_ESTRATTO_.
- - -

Coronavirus. Le chiese spagnole impegnate nella solidarietà

L’Agenzia NEV ha raggiunto telefonicamente Alfredo Abad, presidente della IEE, Iglesia evangelica española, per farsi raccontare cosa sta accadendo nella penisola iberica investita nell’ultima settimana dall’epidemia di coronavirus

Roma (NEV), 20 marzo 2020 – La Spagna ha superato la cifra di 1.000 morti per l’epidemia di coronavirus e si avvicina ai 20.000 contagiati. Secondo l’ultimo bilancio del Ministero della Salute spagnolo, sono 19.980 i contagiati, 1.141 i ricoverati in terapia intensiva, 1.002 i morti e 1.585 le persone guarite. 

Ciò che preoccupa ancora di più è che la Spagna ha registrato più morti dell’Italia nello stesso giorno della pandemia. La curva che misura l’evoluzione dei decessi dal primo caso di morte mostra che nella penisola iberica, nel diciassettesimo giorno dal primo morto per coronavirus, sono state registrate 767 vittime mentre in Italia, nello stesso giorno di pandemia, le vittime erano state 500.

L’Agenzia NEV ha raggiunto telefonicamente Alfredo Abad, presidente della Chiesa evangelica spagnola (IEE), Iglesia evangelica española.

Che situazione state vivendo?

Le città sono ferme, non c’è nessuna attività; tutti stanno chiusi in casa e in generale le persone stanno seguendo le indicazioni del governo, sono veramente poche le reazioni negative. C’è invece un sentimento di grande collaborazione e solidarietà. Purtroppo gli ospedali sono in crisi e il personale sanitario è quasi allo stremo; per questo motivo il dibattito pubblico, a cui stiamo partecipando, è centrato sulla questione dei tagli alla sanità che sono stati operati negli ultimi anni. Ovviamente guardiamo molto all’Italia, a come sta agendo a livello sociale e sanitario, e siamo preoccupati per quello che succede da voi perché abbiamo davanti agli occhi quello che potrebbe accadere anche qui.

- - -

_DATI_.

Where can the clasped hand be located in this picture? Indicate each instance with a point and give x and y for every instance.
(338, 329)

- - -

_DOMANDE_.
a. Secondo l'ultimo bilancio riportato nell'articolo sulle chiese spagnole, quante persone erano guarite in Spagna?
b. Riporta senza alcuna modifica il passo dell'articolo sulle chiese spagnole che comincia con le parole "Roma (NEV), 20" e si ferma dopo le parole "situazione state vivendo?".
c. Prosegui l'articolo sulle chiese spagnole a partire dalla sua ultima frase.
Le righe sono materiale a sé e non fanno parte dell'articolo sulle chiese spagnole.

_SOLUZIONI_.
a. Erano guarite 1.585 persone.

b.
Roma (NEV), 20 marzo 2020 – La Spagna ha superato la cifra di 1.000 morti per l’epidemia di coronavirus e si avvicina ai 20.000 contagiati. Secondo l’ultimo bilancio del Ministero della Salute spagnolo, sono 19.980 i contagiati, 1.141 i ricoverati in terapia intensiva, 1.002 i morti e 1.585 le persone guarite. 

Ciò che preoccupa ancora di più è che la Spagna ha registrato più morti dell’Italia nello stesso giorno della pandemia. La curva che misura l’evoluzione dei decessi dal primo caso di morte mostra che nella penisola iberica, nel diciassettesimo giorno dal primo morto per coronavirus, sono state registrate 767 vittime mentre in Italia, nello stesso giorno di pandemia, le vittime erano state 500.

L’Agenzia NEV ha raggiunto telefonicamente Alfredo Abad, presidente della Chiesa evangelica spagnola (IEE), Iglesia evangelica española.

Che situazione state vivendo?

c.
Come chiese evangeliche cosa state facendo?

Le chiese hanno dato indicazioni ai propri membri seguendo quanto detto dal Consiglio ecumenico delle chiese (CEC) e cioè sospendere i culti e seguire le indicazioni sanitarie. In un paio di casi siamo dovuti intervenire su due chiese evangeliche che non hanno voluto attenersi alle misure di salute pubblica e in un caso abbiamo dovuto esautorare il pastore per aver contravvenuto alle indicazioni sanitarie.

La maggioranza delle chiese però ha fermato le proprie attività e stanno in contatto con i propri membri attraverso le email e le reti sociali. La IEE ha fermato le sue attività e siamo impegnati soprattutto nel seguire da vicino la situazione degli anziani, che spesso stanno soli. Altre iniziative di solidarietà riguardano azioni di appoggio e sostegno di prossimità come distribuzione di alimenti e raccolta fondi. Abbiamo aperto un blog che raccoglie messaggi, meditazioni, studi che possono aiutare le persone a superare questo momento e stiamo cercando di mantenere alcune attività di volontariato sempre e quando le istituzioni ce lo permettono. 

Quali sono le situazioni più problematiche che state affrontando?

Una delle situazioni più dure è quella relativa alla morte e all’impossibilità di accompagnare le famiglie nel lutto e nella perdita. Un altro passaggio molto duro è quello della solitudine e del distacco, nel non poter far visita ai propri anziani che vivono nelle residenze e negli ospedali. Stiamo provando a fare qualche cosa in questo senso ma è un lavoro pastorale nel quale, data la situazione, siamo limitati. Questo provoca una certa frustrazione ma abbiamo optato per la responsabilità e nel cercare di essere solidali mantenendo un profilo basso senza imbarcarci in avventure che possano mettere in pericolo altre persone.